**Text excerpt**.
** begin **
A teetotum (or T-totum) is a form of spinning top most commonly used for gambling games. It has a polygonal body marked with letters or numbers, which indicate the result of each spin. Usage goes back to (at least) ancient Greeks and Romans, with the popular "put and take" gambling version going back to medieval times.

Description

In its earliest form the body was square (in some cases via a stick through a regular six-sided die), marked on the four sides by the letters A (Lat. aufer, take) indicating that the player takes one from the pool, D (Lat. depone, put down) when a fine has to be paid, N (Lat. nihil, nothing), and T (Lat. totum, all), when the whole pool is to be taken.

Other accounts give such letters as P, N, D (dimidium, half), and H or T or other combinations of letters. Some other combinations that could be found were NG, ZS, TA, TG, NH, ND, SL and M, which included the Latin terms Zona Salve ("save all"), Tibi Adfer ("take all"), Nihil Habeas ("nothing left"), Solve L ("save 50") and Nihil Dabis ("nothing happens").

Joseph Strutt, who was born in 1749, mentions the teetotum as used in games when he was a boy:
When I was a boy, the tee-totum had only four sides, each of them marked with a letter; a T for take all; an H for half, that is of the stake; an N for nothing; and a P for put down, that is, a stake equal to that you put down at first. Toys of this kind are now made with many sides and letters.
** end **
**Directions**.
1 > In the records, rewrite the part that opens with the line containing "TARGET = footpath on ridge" and runs through the end of the records, replacing "drop a marker" with "place a pin" and leaving everything else the same.
2 > Continue the teetotum text from its last sentence.
The text on the teetotum has no connection to the records that follow it.

**Extracted material**.
** begin **
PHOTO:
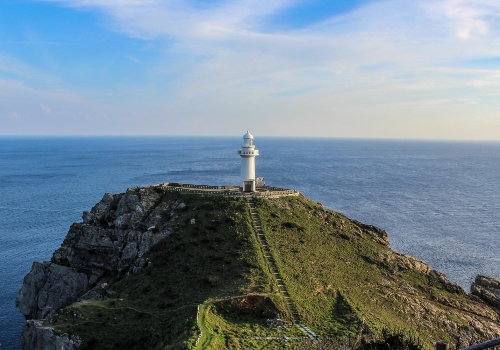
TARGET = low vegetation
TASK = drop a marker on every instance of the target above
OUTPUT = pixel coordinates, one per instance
(211, 265)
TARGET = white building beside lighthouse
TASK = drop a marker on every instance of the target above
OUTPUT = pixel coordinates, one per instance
(248, 154)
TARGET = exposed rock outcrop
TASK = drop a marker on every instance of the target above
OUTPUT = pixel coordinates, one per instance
(113, 237)
(48, 287)
(37, 337)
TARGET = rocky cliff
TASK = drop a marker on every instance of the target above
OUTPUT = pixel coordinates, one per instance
(112, 238)
(146, 254)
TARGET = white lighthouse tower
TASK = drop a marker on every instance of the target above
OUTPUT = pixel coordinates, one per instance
(248, 154)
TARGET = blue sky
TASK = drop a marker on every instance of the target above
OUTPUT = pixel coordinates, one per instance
(369, 68)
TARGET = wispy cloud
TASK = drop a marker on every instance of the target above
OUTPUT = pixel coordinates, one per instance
(377, 61)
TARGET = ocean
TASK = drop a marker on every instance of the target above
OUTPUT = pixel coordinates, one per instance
(438, 201)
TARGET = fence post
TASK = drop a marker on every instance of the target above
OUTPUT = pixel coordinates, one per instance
(441, 345)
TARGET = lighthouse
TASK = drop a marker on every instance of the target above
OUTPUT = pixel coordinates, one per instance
(248, 154)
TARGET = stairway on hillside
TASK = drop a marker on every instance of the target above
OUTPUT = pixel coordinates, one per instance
(271, 262)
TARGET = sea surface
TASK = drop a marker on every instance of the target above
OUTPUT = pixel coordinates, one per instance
(439, 201)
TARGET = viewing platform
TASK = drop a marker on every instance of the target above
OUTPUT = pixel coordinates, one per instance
(234, 191)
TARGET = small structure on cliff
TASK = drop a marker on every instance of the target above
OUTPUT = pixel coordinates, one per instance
(248, 154)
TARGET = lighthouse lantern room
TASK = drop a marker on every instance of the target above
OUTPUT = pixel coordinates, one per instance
(248, 154)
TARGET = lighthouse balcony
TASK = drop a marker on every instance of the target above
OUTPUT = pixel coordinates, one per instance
(248, 153)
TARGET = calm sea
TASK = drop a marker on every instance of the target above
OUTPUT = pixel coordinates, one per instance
(439, 201)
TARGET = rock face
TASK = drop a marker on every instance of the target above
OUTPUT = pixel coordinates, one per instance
(49, 287)
(113, 237)
(121, 228)
(487, 288)
(35, 336)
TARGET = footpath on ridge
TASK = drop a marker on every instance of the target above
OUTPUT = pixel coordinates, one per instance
(274, 271)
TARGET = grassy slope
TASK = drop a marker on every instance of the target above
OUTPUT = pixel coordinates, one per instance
(326, 262)
(156, 307)
(322, 256)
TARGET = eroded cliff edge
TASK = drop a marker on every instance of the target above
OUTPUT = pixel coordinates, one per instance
(116, 235)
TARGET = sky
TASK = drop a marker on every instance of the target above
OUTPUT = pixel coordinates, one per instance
(406, 69)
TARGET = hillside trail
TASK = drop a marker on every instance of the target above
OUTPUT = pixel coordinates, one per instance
(274, 271)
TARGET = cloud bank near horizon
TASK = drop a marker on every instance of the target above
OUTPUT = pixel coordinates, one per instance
(394, 68)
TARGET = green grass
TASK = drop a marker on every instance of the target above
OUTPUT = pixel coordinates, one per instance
(328, 264)
(155, 308)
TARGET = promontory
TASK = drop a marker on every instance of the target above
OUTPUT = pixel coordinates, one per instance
(176, 266)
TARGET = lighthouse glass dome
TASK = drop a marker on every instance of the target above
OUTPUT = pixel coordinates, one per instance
(248, 154)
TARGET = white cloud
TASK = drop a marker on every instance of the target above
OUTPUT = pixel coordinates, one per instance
** end **
**Exercise results**.
1 >
TARGET = footpath on ridge
TASK = place a pin on every instance of the target above
OUTPUT = pixel coordinates, one per instance
(274, 271)
TARGET = grassy slope
TASK = place a pin on every instance of the target above
OUTPUT = pixel coordinates, one per instance
(326, 262)
(156, 307)
(322, 256)
TARGET = eroded cliff edge
TASK = place a pin on every instance of the target above
OUTPUT = pixel coordinates, one per instance
(116, 235)
TARGET = sky
TASK = place a pin on every instance of the target above
OUTPUT = pixel coordinates, one per instance
(406, 69)
TARGET = hillside trail
TASK = place a pin on every instance of the target above
OUTPUT = pixel coordinates, one per instance
(274, 271)
TARGET = cloud bank near horizon
TASK = place a pin on every instance of the target above
OUTPUT = pixel coordinates, one per instance
(394, 68)
TARGET = green grass
TASK = place a pin on every instance of the target above
OUTPUT = pixel coordinates, one per instance
(328, 264)
(155, 308)
TARGET = promontory
TASK = place a pin on every instance of the target above
OUTPUT = pixel coordinates, one per instance
(176, 266)
TARGET = lighthouse glass dome
TASK = place a pin on every instance of the target above
OUTPUT = pixel coordinates, one per instance
(248, 154)
TARGET = white cloud
TASK = place a pin on every instance of the target above
OUTPUT = pixel coordinates, one per instance

2 >
The teetotum was later adapted into dreidel, a Jewish game played at Hanukkah, and as the Perinola, a game played in many Latin American countries.  Some modern teetotums have six or eight sides, and are used in commercial board games in place of dice. The original 1860 version of The Game of Life used a teetotum in order to avoid the die's association with gambling.

In literature

A teetotum is mentioned by "Martinus Scriblerus", the pen name of a club of 18th-century satirical writers.

In Louisa May Alcott's Rose in Bloom, a character learning to dance says, "A fellow must have some reward for making a teetotum of himself."

The 19th-century English poet William Ernest Henley wrote the Double Ballade on the Nothingness of Things which opened with the lines:

In Lewis Carroll's fantasy Through the Looking-Glass, Alice's movements about the Old Sheep Shop provoke its proprietor (the White Queen transformed into a sheep) to ask, "Are you a child, or a teetotum?"

In Dickens' Our Mutual Friend a line of strange-looking wooden objects sticking out of the river near the Plashwater Weir Mill Lock is described as being "like huge teetotums standing at rest in the water". (Book IV, chapter 1)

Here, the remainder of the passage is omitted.